25 films from Eastern Europe, the Caucasus, and Central Asia could be in the running for the 2021 Academy Awards.
Next year’s iteration of the Oscars is set to take place on 25 April 2021. Submissions for the category of Best International Feature Film have closed, and this year’s submissions include 25 films from Eastern Europe, Central Asia, and the Caucasus competing for nomination. From Slovakia to Kyrgyzstan, historical dramas prevail amongst the titles, yet alternative, arthouse films focused on singular, individual stories also stand out. Here are our highlights from the region’s submissions.
Srebrenica, July 1995. Aida works as a translator for the UN. When the Bosnian Serb Army takes over the town, Aida’s family is amongst the thousands seeking refuge in UN camps. As Aida gets access to undisclosed information, she faces serious decisions that determine the future of her loved ones, but put her in grave danger. Although presented to The Academy as the submission for Bosnia and Herzegovina, Quo Vadis, Aida? is an international co-production that offers a profoundly honest, hour-by-hour, and emotionally raw take on one of Europe’s darkest, unexplained recent histories.
----------------
** Study questions **
#1 Quote the article on Oscar submissions word for word, starting at the words "Next year’s iteration" and ending after "the region’s submissions.".
#2 According to the article on Oscar submissions, on what date is the next Oscars ceremony set to take place?
#3 List every country named in the article on Oscar submissions.

(Stored items)
----------------
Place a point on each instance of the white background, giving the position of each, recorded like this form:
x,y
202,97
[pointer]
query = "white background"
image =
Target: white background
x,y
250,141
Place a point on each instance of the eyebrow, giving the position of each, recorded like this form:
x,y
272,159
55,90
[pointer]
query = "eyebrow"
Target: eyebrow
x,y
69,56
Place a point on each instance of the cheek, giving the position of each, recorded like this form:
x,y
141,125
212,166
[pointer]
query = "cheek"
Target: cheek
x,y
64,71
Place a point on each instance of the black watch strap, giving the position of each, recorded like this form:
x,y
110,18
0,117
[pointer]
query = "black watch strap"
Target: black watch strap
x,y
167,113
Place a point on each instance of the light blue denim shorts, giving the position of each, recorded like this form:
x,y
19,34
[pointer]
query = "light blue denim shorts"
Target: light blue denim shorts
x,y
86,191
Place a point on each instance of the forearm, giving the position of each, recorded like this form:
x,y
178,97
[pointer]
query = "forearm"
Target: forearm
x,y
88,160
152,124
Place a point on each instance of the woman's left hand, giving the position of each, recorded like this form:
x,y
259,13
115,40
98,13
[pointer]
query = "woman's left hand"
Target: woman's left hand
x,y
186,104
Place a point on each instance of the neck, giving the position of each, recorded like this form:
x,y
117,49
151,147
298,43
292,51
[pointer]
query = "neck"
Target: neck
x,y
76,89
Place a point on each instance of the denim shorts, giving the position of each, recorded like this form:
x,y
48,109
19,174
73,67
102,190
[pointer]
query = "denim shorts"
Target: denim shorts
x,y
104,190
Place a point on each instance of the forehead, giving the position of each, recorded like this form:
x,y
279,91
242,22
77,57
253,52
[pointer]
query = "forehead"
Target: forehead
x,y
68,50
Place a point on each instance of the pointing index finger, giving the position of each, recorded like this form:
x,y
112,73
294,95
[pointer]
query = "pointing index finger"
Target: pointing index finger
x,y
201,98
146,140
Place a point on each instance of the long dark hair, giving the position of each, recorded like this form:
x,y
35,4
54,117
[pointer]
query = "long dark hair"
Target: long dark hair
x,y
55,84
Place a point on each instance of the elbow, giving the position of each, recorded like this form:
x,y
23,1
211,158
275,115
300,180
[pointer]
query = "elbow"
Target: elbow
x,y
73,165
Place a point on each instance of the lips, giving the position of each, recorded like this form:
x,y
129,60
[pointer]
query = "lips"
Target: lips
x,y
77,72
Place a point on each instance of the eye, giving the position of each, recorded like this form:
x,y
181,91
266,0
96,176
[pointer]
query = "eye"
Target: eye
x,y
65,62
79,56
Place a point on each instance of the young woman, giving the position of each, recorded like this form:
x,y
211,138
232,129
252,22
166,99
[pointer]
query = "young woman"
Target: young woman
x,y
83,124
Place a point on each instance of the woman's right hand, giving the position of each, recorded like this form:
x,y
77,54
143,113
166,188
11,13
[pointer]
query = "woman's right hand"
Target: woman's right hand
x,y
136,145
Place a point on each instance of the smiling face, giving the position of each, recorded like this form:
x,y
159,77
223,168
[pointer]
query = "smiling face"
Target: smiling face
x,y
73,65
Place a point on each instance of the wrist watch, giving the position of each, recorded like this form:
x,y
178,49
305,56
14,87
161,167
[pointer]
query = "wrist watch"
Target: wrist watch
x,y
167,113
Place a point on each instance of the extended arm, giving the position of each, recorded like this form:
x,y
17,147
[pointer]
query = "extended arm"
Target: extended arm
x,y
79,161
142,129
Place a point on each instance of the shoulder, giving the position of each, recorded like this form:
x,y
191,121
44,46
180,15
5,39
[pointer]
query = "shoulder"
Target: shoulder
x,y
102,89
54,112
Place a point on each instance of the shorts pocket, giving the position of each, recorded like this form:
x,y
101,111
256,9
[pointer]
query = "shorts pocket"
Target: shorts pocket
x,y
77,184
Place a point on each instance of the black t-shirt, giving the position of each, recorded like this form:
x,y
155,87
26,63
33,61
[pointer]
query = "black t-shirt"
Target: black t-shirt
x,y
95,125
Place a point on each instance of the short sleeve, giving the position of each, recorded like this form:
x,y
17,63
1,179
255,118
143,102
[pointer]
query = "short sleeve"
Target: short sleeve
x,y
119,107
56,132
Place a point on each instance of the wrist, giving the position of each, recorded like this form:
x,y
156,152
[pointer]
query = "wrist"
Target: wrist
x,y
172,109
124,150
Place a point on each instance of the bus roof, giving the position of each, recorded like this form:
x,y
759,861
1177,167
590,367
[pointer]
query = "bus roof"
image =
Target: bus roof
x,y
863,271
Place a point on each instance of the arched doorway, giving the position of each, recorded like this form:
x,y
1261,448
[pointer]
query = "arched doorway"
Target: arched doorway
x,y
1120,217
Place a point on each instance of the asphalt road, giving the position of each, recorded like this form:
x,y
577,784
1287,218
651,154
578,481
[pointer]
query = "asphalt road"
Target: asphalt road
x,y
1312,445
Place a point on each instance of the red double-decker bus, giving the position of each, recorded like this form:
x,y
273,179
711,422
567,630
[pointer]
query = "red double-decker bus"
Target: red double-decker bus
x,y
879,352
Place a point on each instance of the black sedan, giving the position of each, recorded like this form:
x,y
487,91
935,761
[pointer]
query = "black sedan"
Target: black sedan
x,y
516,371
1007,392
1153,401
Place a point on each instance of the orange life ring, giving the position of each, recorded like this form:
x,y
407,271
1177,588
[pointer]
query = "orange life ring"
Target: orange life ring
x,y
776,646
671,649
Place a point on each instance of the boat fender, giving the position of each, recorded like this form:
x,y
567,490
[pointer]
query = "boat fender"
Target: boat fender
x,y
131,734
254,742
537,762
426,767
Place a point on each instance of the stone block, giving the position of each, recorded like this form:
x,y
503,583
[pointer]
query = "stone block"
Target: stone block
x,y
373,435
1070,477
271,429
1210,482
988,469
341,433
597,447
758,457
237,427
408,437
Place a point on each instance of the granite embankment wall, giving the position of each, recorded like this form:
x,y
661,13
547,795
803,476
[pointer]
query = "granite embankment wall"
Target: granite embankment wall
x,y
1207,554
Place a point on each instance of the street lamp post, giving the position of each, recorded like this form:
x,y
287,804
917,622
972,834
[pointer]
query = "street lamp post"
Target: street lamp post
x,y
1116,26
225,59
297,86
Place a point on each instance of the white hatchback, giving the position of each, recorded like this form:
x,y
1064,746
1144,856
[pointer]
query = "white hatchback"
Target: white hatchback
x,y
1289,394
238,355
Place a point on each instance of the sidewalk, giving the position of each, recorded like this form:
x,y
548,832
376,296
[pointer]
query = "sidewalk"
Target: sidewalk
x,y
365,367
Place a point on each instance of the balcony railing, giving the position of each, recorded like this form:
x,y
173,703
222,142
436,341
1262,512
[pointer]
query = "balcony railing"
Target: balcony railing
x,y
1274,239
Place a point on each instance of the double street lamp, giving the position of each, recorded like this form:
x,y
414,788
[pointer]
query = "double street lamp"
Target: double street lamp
----------------
** Task-by-task answers **
#1
Next year’s iteration of the Oscars is set to take place on 25 April 2021. Submissions for the category of Best International Feature Film have closed, and this year’s submissions include 25 films from Eastern Europe, Central Asia, and the Caucasus competing for nomination. From Slovakia to Kyrgyzstan, historical dramas prevail amongst the titles, yet alternative, arthouse films focused on singular, individual stories also stand out. Here are our highlights from the region’s submissions.

#2 25 April 2021

#3 Slovakia, Kyrgyzstan, Bosnia and Herzegovina